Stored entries
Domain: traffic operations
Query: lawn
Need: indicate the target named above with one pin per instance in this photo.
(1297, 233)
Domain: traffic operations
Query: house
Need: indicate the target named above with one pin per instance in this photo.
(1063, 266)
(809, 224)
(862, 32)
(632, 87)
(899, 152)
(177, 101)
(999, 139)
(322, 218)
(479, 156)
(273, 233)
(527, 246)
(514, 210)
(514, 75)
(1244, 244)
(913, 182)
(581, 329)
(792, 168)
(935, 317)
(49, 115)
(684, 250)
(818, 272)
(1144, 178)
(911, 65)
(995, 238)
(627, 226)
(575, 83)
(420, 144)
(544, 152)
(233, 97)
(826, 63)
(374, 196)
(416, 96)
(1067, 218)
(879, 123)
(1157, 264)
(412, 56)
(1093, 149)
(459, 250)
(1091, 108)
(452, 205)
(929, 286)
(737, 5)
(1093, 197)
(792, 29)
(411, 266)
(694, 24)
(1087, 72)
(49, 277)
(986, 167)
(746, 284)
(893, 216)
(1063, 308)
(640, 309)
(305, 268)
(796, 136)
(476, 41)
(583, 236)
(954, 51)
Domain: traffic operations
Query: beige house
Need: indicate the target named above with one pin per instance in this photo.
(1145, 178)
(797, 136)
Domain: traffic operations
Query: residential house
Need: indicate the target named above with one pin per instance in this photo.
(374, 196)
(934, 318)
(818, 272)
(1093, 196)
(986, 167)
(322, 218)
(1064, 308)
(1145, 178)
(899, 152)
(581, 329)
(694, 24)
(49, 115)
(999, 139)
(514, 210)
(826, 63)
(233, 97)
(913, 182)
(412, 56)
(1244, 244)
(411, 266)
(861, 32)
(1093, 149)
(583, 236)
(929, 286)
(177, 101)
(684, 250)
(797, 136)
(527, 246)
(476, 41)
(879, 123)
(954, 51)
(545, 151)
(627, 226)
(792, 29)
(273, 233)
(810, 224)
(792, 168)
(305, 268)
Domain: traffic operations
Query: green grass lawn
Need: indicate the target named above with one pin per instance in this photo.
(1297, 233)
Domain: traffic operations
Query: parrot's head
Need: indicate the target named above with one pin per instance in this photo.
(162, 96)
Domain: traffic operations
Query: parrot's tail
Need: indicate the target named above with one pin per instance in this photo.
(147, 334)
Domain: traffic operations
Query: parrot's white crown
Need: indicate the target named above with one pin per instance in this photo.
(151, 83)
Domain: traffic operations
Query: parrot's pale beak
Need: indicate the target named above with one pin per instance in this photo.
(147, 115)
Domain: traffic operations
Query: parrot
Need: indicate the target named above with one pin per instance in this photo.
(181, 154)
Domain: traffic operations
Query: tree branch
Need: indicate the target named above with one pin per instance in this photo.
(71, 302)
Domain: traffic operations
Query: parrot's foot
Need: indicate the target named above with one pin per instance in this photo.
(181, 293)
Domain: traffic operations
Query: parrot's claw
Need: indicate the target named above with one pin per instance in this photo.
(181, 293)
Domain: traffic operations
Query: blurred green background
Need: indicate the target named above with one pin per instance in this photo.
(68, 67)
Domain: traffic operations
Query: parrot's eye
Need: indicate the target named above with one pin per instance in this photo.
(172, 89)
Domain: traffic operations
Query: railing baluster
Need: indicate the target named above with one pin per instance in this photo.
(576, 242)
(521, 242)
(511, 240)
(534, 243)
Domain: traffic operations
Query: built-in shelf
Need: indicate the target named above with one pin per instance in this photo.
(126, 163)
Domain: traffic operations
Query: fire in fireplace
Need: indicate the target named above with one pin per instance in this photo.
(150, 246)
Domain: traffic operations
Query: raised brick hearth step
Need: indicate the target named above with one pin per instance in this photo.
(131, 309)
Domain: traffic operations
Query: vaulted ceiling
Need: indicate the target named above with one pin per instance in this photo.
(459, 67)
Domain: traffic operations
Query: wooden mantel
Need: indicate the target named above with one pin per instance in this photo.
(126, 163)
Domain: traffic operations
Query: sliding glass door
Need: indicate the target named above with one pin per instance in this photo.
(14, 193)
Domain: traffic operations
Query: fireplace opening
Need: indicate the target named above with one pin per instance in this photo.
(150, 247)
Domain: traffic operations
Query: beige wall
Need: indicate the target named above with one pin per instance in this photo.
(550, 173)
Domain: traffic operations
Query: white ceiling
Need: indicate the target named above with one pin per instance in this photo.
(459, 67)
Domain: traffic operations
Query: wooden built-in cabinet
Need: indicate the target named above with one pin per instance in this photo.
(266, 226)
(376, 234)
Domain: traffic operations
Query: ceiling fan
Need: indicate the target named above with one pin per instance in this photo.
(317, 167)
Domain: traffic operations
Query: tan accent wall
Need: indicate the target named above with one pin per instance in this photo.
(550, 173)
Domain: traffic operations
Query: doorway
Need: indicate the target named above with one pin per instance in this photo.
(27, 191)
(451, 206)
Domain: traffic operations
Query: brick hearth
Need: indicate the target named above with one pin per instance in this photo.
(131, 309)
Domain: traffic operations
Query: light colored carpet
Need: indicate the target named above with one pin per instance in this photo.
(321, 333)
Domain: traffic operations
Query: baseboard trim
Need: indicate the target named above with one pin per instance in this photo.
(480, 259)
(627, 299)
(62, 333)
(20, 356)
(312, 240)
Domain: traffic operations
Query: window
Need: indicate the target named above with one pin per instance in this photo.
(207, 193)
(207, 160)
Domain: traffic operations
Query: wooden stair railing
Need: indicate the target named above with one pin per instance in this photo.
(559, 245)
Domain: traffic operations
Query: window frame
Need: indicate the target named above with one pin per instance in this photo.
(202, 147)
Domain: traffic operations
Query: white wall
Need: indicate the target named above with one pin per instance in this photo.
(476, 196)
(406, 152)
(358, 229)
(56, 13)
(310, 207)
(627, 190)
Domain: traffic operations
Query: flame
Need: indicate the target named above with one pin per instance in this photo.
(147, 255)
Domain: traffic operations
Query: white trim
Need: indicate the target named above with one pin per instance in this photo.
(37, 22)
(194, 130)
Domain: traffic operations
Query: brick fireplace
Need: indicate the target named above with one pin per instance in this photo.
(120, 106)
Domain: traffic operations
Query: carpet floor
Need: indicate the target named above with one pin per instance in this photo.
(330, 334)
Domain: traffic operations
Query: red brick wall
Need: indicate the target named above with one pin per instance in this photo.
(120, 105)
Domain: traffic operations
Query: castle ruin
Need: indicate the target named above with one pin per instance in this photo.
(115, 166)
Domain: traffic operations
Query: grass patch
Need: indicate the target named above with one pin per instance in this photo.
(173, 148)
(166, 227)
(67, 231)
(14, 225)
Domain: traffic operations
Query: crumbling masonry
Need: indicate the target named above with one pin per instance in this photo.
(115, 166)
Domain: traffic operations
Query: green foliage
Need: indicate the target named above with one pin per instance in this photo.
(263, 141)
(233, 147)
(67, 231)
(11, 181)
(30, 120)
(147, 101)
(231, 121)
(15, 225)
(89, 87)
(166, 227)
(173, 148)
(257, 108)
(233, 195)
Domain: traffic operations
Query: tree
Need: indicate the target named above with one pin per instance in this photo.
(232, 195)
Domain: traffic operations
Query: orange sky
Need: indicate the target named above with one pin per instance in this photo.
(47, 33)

Request
Output all preceding records character for character.

Exercise response
Domain: traffic operations
Query: lawn
Need: indicate the target named above with one pin per instance in this photo.
(1297, 233)
Domain: traffic operations
Query: house
Need: indicate the target named above with one pin per instance in this photo.
(1063, 266)
(809, 224)
(862, 32)
(632, 87)
(899, 152)
(177, 101)
(999, 139)
(322, 218)
(479, 156)
(273, 233)
(527, 246)
(514, 210)
(514, 75)
(1244, 244)
(913, 182)
(581, 329)
(792, 168)
(935, 317)
(49, 115)
(684, 250)
(818, 272)
(1144, 178)
(911, 65)
(995, 238)
(627, 226)
(575, 83)
(420, 144)
(544, 152)
(233, 97)
(826, 63)
(374, 196)
(416, 96)
(1067, 218)
(879, 123)
(1157, 264)
(412, 56)
(1093, 149)
(459, 250)
(1091, 108)
(452, 205)
(929, 286)
(737, 5)
(1093, 197)
(792, 29)
(411, 266)
(694, 24)
(1087, 72)
(49, 277)
(986, 167)
(746, 284)
(893, 216)
(1063, 308)
(640, 309)
(305, 268)
(796, 136)
(476, 41)
(583, 236)
(954, 51)
Domain: traffic operations
Query: beige house
Need: indicate the target named above with one pin per instance in this photo.
(1145, 178)
(797, 136)
Domain: traffic operations
Query: residential house
Need: indicate the target named above with one pin per instance in this photo.
(374, 196)
(934, 318)
(818, 272)
(1093, 196)
(986, 167)
(322, 218)
(1064, 308)
(1145, 178)
(899, 152)
(581, 329)
(694, 24)
(49, 115)
(999, 139)
(514, 210)
(826, 63)
(233, 97)
(913, 182)
(412, 56)
(1244, 244)
(411, 266)
(861, 32)
(1093, 149)
(583, 236)
(929, 286)
(177, 101)
(684, 250)
(797, 136)
(527, 246)
(476, 41)
(879, 123)
(954, 51)
(545, 151)
(627, 226)
(792, 29)
(273, 233)
(810, 224)
(792, 168)
(305, 268)
Domain: traffic operations
Query: green grass lawn
Need: indicate the target named above with one pin per instance in this photo.
(1297, 233)
Domain: traffic operations
Query: parrot's head
Need: indicate the target named above with one pin per instance in this photo.
(162, 96)
Domain: traffic operations
Query: parrot's tail
Need: indicate the target named above with one pin per instance in this photo.
(147, 334)
Domain: traffic operations
Query: parrot's white crown
Need: indicate the target named above with one pin per instance in this photo.
(151, 83)
Domain: traffic operations
Query: parrot's pale beak
Need: indicate the target named above with one pin per instance in this photo.
(147, 115)
Domain: traffic operations
Query: parrot
Need: indicate the target named above with one pin per instance in this photo.
(181, 154)
Domain: traffic operations
Query: tree branch
Need: indicate the target named above with one pin per instance in this photo.
(71, 302)
Domain: traffic operations
Query: parrot's foot
Need: indicate the target named above with one pin per instance in this photo.
(181, 293)
Domain: traffic operations
Query: parrot's claw
Need: indicate the target named above with one pin per instance in this photo.
(181, 293)
Domain: traffic operations
Query: blurred green background
Need: indicate the target named above with one pin per instance in this photo.
(68, 67)
Domain: traffic operations
Query: parrot's eye
Need: indicate the target named above with one pin per instance in this photo.
(172, 89)
Domain: traffic operations
Query: railing baluster
Need: indicate the target named above with one pin per instance in this photo.
(576, 242)
(521, 242)
(511, 240)
(534, 243)
Domain: traffic operations
Query: built-in shelf
Need: indicate the target named above with one pin per instance in this photo.
(126, 163)
Domain: traffic operations
Query: fire in fireplace
Need: indicate the target named above with one pin per instance in this photo.
(150, 246)
Domain: traffic operations
Query: raised brick hearth step
Need: indicate the target named above with one pin per instance in this photo.
(131, 309)
Domain: traffic operations
Query: vaulted ceiling
Need: indicate the target named above with one pin per instance in this photo.
(459, 67)
Domain: traffic operations
Query: wooden mantel
Need: indicate the target named above with one pin per instance in this photo.
(126, 163)
Domain: traffic operations
Query: sliding glass door
Need: indicate the target named above with one pin per instance in this photo.
(14, 193)
Domain: traffic operations
Query: fireplace opening
Need: indicate the target named above with one pin per instance in this photo.
(150, 247)
Domain: traffic operations
Query: beige wall
Need: indicate the target named above with one pin per instance in this photo.
(550, 173)
Domain: traffic operations
Query: white ceiling
Need: indicate the target named above with one pin per instance in this photo.
(459, 67)
Domain: traffic operations
Query: wooden built-in cabinet
Need: indicate the target named above with one pin per instance in this photo.
(266, 226)
(376, 234)
Domain: traffic operations
Query: ceiling fan
Need: indicate the target named above with one pin per instance in this photo.
(317, 167)
Domain: traffic operations
Query: tan accent wall
Need: indicate the target named above with one pin per instance in this photo.
(550, 173)
Domain: traffic operations
Query: doorway
Need: indicate the target named above with one pin per instance in this photo.
(27, 191)
(451, 206)
Domain: traffic operations
Query: brick hearth
Need: indicate the target named above with one pin per instance in this photo.
(131, 309)
Domain: traffic operations
Query: light colored carpet
Need: indicate the target named above with one pin per instance in this photo.
(321, 333)
Domain: traffic operations
Query: baseboard trim
Need: indicate the target named above with one pin per instance in this photo.
(480, 259)
(627, 299)
(62, 333)
(20, 356)
(312, 240)
Domain: traffic operations
Query: window
Need: indicate the target named above with one pin per instance in this photo.
(207, 193)
(207, 160)
Domain: traffic operations
Query: wooden stair railing
Need: indicate the target named above with one pin per instance in this photo.
(559, 245)
Domain: traffic operations
Query: window frame
Need: indicate the target named above with one pin per instance in this photo.
(202, 147)
Domain: traffic operations
Query: white wall
Need: indicate the target named above with one pin per instance in this photo.
(476, 196)
(406, 152)
(358, 229)
(56, 13)
(310, 207)
(627, 190)
Domain: traffic operations
Query: flame
Need: indicate the target named above with one pin per instance in this photo.
(147, 255)
Domain: traffic operations
Query: white trim
Need: indicate the target named above with one pin per instance in this photo.
(37, 22)
(194, 130)
Domain: traffic operations
Query: brick fireplace
Need: indicate the target named above with one pin per instance in this photo.
(120, 106)
Domain: traffic operations
Query: carpet floor
Need: indicate the target named above with one pin per instance in this photo.
(330, 334)
Domain: traffic operations
Query: red brick wall
Need: indicate the target named above with one pin per instance in this photo.
(120, 105)
Domain: traffic operations
Query: castle ruin
Need: indicate the target named above with one pin per instance in this photo.
(115, 166)
Domain: traffic operations
Query: grass patch
Need: indicate the target named above with one pin per instance in this photo.
(173, 148)
(166, 227)
(67, 231)
(14, 225)
Domain: traffic operations
Query: crumbling masonry
Need: indicate the target named above with one pin per instance in this photo.
(115, 166)
Domain: traffic operations
Query: green foliage
Need: indicate the target named above with one pin per instance in this photo.
(263, 141)
(233, 147)
(67, 231)
(11, 181)
(30, 120)
(147, 101)
(231, 121)
(15, 225)
(89, 87)
(166, 227)
(173, 148)
(257, 108)
(233, 195)
Domain: traffic operations
Query: tree
Need: indicate the target named above with one pin per instance in this photo.
(232, 195)
Domain: traffic operations
Query: orange sky
Need: indicate the target named above with one pin per instance in this photo.
(47, 33)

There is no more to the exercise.